## Passage given
▼
Pure speculation on my part but, could it be possible that the switch was engineered?

anonymous-8:58am January 11, 2008 10:24 AM

@Carlo

Has there been new news confirming Dual_EC_DRBG (I read Bruce’s blog on it – and will avoid it)?

Although I’d like to think it were true,
I’m not aware of many researchers going after obsolete crypto hardware. Or even if there are many of these machines available for analysis?

There are simulators available like at http://frode.home.cern.ch/frode/crypto/ but I don’t know if anyone’s analyzed them for this. Or even if the problem was in the algorithm?

@Bruce – hey – this is a re-tread
http://www.schneier.com/crypto-gram-0406.html#1

RF January 11, 2008 10:26 AM

@ the commenters asking why someone in the academic world hasn’t found the backdoor: presumably it takes money and elbow grease to reverse-engineer electronic crypto machines. And the “backdoor” may simply be that the cipher is very weak (like GSM A5/1), so there might not be a smoking gun for NSA involvement even if it were reverse-engineered.

Can’t say much more because I haven’t read all these sources; I don’t know if the devices were backdoored either. It could even be that Crypto AG was merely incompetent rather than complicit, or that the Iranians’ problem was somewhere other than their crypto machines.
▲
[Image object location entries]
▼
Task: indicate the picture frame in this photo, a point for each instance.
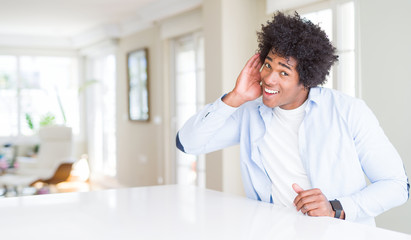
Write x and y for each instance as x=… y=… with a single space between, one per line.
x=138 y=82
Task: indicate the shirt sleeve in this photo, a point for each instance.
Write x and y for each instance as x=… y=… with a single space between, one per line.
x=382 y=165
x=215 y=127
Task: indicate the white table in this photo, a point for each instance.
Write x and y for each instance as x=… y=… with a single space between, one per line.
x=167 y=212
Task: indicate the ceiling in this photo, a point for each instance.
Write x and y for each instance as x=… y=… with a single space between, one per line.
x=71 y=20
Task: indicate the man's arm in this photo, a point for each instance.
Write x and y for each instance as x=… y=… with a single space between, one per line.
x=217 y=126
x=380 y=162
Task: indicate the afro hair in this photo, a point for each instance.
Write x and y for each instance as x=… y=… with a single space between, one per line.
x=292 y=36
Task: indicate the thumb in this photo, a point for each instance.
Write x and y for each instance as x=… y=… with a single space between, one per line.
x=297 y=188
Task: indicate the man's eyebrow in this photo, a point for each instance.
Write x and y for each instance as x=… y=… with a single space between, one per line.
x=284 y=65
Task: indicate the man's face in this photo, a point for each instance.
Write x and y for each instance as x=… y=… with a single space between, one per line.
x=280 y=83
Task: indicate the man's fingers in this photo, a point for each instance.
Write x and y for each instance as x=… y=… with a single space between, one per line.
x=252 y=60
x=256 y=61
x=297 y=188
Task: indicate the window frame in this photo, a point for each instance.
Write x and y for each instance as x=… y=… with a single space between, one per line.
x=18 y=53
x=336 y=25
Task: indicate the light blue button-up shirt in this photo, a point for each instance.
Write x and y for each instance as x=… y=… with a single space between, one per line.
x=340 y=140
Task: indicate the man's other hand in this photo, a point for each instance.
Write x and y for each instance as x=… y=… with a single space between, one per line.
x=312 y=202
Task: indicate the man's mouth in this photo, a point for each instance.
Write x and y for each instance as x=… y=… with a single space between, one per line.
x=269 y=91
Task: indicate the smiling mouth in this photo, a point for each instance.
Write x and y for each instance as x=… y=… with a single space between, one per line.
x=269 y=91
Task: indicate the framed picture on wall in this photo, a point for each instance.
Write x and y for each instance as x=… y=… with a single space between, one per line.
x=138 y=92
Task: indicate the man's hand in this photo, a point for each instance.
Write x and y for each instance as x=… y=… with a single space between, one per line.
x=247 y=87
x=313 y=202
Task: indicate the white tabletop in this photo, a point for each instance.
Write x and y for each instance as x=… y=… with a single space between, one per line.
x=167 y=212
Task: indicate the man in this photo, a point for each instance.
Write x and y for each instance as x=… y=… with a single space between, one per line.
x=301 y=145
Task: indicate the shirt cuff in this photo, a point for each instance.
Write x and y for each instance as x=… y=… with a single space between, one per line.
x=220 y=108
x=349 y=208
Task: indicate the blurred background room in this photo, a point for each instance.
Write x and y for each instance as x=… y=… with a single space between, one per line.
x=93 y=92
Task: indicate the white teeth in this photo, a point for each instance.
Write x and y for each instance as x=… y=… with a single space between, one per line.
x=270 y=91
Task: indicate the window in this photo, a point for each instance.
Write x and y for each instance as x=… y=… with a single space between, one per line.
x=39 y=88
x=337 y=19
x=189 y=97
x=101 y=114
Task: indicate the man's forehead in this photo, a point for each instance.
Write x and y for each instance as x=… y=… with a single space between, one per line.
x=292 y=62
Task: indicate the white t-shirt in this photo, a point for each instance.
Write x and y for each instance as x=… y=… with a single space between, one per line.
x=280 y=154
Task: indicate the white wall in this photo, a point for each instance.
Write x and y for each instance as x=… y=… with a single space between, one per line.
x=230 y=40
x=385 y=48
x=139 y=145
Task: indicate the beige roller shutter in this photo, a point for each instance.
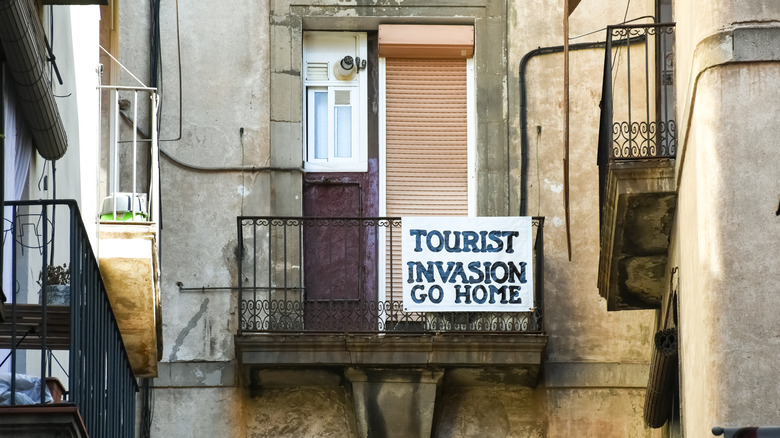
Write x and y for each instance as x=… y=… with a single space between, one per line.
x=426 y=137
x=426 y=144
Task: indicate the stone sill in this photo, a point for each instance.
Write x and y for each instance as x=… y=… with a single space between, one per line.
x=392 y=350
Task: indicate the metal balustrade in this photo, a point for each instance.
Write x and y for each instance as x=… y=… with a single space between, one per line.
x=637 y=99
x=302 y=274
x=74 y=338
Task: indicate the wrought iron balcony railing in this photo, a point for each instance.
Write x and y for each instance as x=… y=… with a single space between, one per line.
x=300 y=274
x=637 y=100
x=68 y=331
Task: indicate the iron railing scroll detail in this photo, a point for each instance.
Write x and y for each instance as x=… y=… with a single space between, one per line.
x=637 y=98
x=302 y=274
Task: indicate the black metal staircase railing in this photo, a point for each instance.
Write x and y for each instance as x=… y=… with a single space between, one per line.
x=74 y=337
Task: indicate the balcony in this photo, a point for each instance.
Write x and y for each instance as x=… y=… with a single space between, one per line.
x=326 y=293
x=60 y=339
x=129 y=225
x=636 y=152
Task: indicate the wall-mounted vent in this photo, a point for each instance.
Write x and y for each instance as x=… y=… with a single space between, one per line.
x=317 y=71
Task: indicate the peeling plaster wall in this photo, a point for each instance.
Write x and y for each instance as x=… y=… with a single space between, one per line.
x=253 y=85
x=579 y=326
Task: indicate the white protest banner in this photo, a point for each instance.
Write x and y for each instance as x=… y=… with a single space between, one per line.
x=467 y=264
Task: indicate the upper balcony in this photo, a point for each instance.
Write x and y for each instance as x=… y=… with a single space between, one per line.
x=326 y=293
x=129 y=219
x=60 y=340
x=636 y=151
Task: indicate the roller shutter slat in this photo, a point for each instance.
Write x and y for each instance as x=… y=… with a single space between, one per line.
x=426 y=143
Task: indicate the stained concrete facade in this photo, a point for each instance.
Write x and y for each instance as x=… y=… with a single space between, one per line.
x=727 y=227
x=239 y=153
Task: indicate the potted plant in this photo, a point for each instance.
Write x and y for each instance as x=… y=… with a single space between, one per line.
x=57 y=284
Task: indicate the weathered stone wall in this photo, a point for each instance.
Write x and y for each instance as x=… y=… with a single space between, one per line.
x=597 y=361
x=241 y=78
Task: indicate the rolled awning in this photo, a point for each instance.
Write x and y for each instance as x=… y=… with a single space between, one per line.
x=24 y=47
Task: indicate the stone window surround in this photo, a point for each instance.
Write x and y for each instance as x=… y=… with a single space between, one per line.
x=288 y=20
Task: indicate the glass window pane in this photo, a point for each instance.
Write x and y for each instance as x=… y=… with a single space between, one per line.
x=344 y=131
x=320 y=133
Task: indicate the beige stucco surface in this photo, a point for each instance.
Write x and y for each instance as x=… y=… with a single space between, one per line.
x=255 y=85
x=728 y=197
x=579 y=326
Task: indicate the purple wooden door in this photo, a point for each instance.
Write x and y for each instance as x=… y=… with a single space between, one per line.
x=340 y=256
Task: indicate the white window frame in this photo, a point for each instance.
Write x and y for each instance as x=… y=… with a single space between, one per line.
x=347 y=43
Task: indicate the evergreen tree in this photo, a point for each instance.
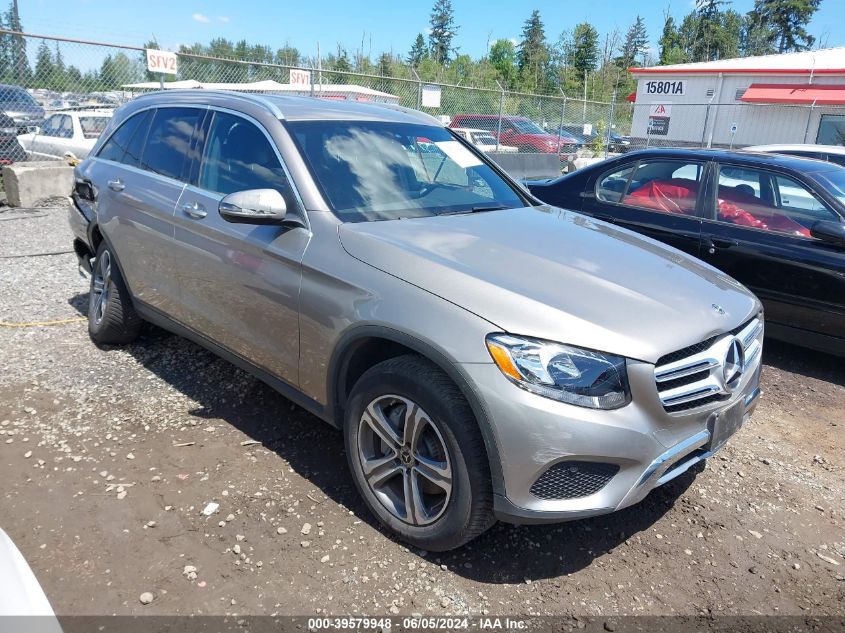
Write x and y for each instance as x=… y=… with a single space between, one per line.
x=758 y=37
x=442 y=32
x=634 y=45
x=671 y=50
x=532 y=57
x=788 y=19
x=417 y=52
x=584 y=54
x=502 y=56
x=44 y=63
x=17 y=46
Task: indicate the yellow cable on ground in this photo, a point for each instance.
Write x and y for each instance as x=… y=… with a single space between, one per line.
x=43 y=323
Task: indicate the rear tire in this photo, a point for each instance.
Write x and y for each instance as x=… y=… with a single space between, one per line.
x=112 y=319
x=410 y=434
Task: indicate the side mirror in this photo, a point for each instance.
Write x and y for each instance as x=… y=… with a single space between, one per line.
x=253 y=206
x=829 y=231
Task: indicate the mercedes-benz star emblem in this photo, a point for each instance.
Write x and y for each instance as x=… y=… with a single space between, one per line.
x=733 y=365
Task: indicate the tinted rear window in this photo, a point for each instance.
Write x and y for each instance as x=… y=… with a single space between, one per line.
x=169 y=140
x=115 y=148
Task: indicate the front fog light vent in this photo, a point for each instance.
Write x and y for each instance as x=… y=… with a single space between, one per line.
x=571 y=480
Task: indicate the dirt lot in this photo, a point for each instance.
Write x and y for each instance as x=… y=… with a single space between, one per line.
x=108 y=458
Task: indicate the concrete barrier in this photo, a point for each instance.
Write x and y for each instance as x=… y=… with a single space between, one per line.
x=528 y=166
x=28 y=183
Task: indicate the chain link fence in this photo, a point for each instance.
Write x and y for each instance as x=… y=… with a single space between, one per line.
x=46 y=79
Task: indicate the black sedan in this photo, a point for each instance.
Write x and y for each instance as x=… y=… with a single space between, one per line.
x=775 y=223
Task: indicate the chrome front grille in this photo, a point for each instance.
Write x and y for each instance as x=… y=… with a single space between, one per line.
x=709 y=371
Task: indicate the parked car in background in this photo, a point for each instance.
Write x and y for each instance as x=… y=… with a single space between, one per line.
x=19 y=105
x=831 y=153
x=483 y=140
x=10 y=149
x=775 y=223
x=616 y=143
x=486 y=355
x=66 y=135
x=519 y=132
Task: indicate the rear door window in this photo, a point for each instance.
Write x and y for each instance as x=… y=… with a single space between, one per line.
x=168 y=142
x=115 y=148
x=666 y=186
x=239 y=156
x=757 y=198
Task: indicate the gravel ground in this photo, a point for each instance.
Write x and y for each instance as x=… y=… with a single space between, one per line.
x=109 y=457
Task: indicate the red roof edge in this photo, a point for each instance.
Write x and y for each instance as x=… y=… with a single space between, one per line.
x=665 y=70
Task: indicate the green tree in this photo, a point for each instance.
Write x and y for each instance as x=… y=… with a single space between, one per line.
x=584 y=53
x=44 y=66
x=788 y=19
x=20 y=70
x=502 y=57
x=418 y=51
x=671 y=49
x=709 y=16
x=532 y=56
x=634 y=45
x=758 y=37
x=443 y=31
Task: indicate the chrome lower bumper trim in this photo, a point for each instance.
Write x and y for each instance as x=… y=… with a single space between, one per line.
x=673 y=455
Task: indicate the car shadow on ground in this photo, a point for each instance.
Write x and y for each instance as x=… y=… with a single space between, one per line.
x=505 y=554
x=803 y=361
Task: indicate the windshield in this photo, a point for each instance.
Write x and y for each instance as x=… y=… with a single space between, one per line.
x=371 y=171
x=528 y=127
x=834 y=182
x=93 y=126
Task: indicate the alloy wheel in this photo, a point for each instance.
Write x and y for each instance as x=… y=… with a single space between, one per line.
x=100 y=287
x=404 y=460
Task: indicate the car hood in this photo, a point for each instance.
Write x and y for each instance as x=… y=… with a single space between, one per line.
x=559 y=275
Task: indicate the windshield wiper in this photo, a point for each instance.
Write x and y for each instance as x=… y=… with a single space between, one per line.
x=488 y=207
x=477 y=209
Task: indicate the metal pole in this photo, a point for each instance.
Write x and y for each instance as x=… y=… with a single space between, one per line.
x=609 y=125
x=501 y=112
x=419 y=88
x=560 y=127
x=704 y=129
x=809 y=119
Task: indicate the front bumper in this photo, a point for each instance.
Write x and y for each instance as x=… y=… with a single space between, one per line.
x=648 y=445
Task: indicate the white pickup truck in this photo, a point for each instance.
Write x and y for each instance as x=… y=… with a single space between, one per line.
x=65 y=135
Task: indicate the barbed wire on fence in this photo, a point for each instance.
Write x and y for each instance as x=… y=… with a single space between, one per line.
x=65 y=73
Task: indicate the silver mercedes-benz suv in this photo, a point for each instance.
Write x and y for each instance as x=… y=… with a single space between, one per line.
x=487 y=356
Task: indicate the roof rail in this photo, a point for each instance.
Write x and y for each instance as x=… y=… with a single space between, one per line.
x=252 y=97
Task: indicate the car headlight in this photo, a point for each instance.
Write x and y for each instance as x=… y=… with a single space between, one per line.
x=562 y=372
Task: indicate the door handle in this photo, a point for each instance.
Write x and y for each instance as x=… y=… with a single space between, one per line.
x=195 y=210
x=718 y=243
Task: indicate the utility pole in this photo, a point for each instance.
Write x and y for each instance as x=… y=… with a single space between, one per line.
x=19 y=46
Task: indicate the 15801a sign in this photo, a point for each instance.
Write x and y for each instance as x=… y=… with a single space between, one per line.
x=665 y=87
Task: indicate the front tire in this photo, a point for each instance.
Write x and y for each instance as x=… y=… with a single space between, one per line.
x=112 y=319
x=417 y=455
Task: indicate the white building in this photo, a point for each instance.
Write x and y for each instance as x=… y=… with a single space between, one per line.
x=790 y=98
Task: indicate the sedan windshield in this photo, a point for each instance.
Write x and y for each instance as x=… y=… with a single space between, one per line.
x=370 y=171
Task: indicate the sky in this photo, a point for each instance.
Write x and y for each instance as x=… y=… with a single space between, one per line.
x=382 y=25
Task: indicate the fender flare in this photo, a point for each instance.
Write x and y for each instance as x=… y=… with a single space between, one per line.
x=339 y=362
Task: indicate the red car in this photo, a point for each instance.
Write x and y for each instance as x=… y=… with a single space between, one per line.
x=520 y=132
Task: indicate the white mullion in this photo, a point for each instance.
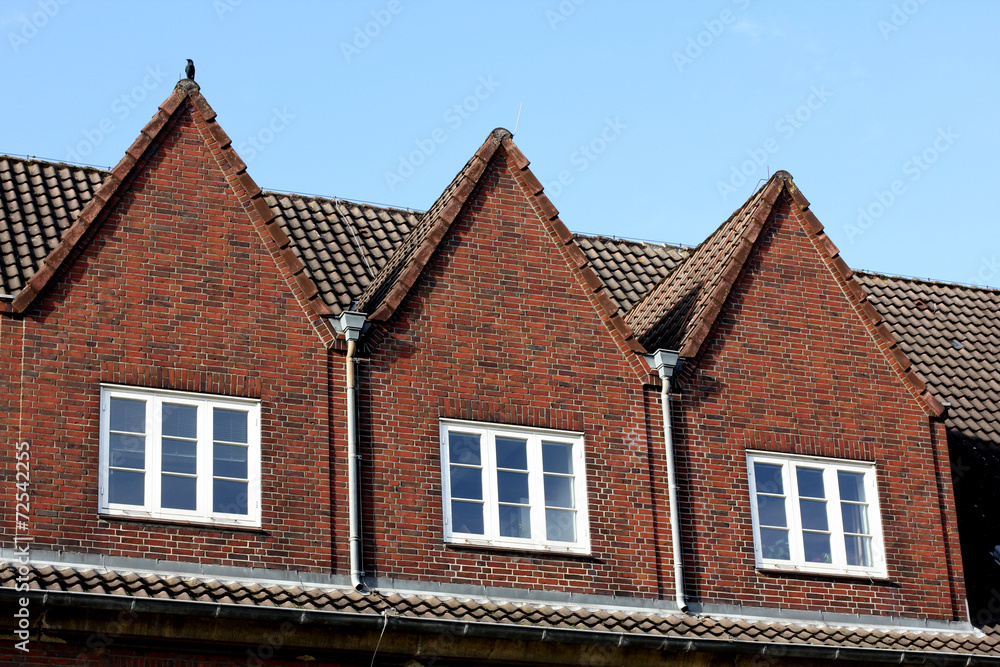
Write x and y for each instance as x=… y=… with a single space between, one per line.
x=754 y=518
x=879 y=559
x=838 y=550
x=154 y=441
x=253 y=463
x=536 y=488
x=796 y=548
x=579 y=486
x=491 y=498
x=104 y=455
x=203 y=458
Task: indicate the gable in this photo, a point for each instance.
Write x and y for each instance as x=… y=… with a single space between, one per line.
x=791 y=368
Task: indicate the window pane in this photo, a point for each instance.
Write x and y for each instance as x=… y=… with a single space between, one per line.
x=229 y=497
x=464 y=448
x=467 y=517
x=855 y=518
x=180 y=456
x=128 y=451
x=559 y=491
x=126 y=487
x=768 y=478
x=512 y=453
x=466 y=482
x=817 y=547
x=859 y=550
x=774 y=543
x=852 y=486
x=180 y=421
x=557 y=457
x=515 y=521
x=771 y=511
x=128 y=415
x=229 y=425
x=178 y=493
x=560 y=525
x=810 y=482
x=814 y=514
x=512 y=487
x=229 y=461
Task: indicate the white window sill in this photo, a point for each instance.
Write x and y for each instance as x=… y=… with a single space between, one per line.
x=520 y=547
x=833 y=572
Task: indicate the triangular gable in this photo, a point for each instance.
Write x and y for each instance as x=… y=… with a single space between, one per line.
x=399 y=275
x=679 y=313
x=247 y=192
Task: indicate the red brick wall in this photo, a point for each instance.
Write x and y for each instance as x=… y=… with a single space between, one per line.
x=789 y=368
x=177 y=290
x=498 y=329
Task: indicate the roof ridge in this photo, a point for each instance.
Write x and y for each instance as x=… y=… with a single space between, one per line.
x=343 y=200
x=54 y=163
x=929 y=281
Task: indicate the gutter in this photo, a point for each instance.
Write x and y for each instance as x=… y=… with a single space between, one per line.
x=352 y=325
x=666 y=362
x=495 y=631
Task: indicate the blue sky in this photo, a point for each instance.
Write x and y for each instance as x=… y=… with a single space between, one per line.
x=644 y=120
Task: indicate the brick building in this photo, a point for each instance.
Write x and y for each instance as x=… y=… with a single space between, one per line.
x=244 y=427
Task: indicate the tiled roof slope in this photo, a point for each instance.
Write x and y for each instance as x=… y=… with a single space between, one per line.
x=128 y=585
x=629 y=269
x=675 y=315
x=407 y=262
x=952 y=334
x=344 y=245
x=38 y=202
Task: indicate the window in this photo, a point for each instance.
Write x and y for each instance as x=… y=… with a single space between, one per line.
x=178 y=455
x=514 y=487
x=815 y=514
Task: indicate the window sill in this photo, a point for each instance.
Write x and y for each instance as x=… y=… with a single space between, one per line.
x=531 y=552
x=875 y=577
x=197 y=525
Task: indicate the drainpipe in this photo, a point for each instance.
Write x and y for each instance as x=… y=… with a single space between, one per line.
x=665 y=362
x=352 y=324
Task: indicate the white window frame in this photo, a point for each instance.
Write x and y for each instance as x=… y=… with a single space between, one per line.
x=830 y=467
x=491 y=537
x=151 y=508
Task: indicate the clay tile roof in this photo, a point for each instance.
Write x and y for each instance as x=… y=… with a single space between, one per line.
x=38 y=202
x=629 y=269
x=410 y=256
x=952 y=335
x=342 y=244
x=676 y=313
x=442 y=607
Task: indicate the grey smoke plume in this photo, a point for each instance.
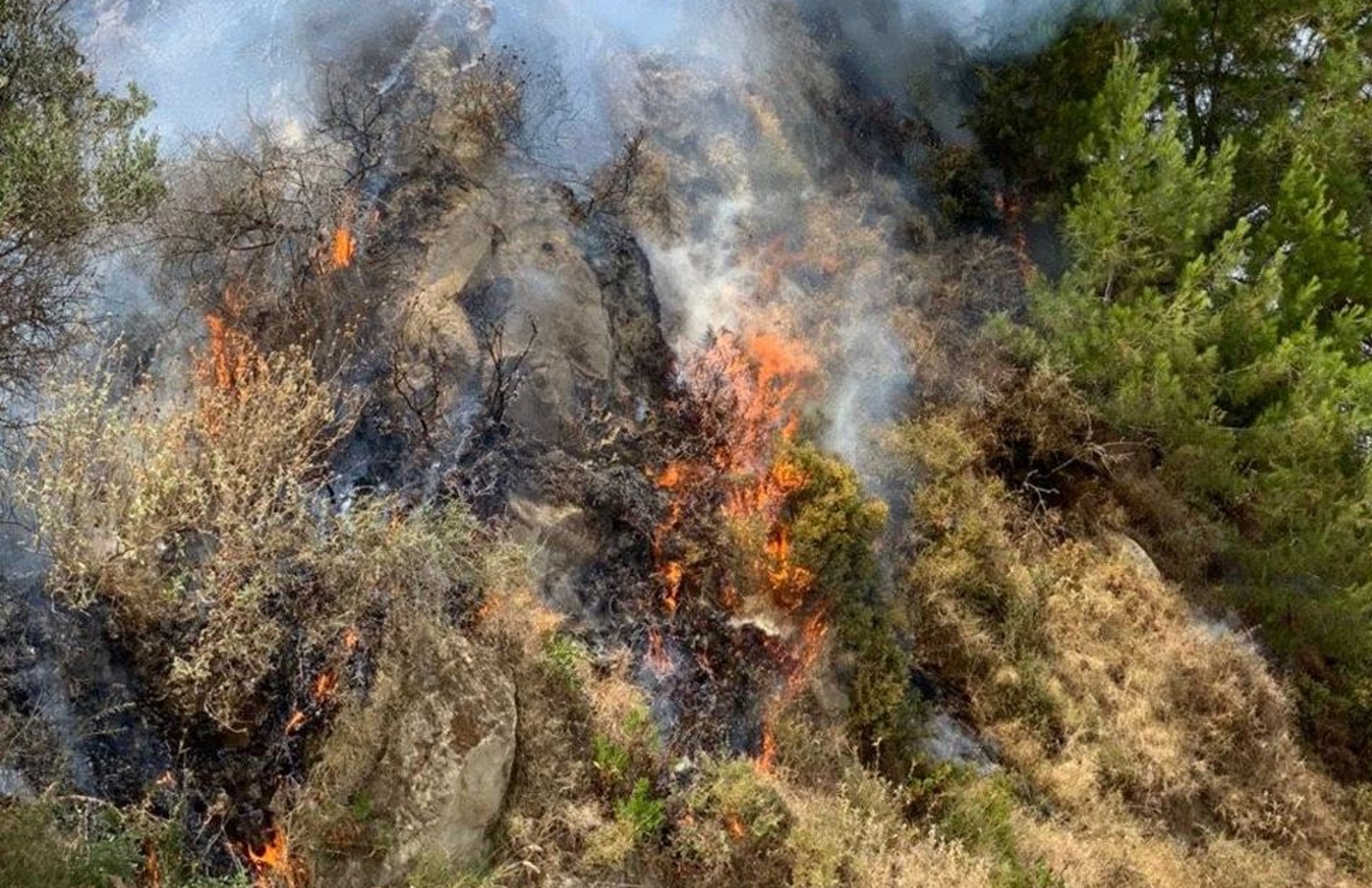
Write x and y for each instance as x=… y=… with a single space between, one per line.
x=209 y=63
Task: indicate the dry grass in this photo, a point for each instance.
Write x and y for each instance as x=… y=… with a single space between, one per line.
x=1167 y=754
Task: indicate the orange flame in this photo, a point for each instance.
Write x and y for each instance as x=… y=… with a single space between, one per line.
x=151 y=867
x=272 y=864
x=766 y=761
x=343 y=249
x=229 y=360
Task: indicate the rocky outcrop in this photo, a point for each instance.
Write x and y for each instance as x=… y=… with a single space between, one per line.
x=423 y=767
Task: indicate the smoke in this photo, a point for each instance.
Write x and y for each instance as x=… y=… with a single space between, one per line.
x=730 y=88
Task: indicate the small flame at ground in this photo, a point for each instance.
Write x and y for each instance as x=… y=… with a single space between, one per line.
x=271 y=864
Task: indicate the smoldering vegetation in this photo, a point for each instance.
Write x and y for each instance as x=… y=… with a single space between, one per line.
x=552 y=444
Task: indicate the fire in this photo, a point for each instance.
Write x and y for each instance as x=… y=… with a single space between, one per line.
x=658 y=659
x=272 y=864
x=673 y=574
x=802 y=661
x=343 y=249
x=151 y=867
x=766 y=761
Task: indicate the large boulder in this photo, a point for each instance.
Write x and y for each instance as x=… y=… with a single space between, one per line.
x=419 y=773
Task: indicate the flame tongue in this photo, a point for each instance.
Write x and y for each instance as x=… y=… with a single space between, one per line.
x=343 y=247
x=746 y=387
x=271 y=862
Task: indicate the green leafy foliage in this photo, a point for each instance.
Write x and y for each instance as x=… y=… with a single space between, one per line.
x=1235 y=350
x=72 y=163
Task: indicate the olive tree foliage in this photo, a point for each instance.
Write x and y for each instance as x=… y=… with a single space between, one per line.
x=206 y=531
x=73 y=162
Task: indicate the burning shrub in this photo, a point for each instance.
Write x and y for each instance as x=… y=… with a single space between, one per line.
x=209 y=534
▲
## Given exercise 1
Return the section of the comment thread above from "Has there been" up to and including "in the algorithm?".
## Given exercise 2
Using the comment thread above, answer each of these:
(a) Which algorithm does the commenter replying to @Carlo say they will avoid?
(b) What cipher does RF give as an example of a very weak cipher?
(c) According to RF, which company might have been merely incompetent rather than complicit?

## Reply 1
Has there been new news confirming Dual_EC_DRBG (I read Bruce’s blog on it – and will avoid it)?

Although I’d like to think it were true,
I’m not aware of many researchers going after obsolete crypto hardware. Or even if there are many of these machines available for analysis?

There are simulators available like at http://frode.home.cern.ch/frode/crypto/ but I don’t know if anyone’s analyzed them for this. Or even if the problem was in the algorithm?

## Reply 2
(a) Dual_EC_DRBG
(b) GSM A5/1
(c) Crypto AG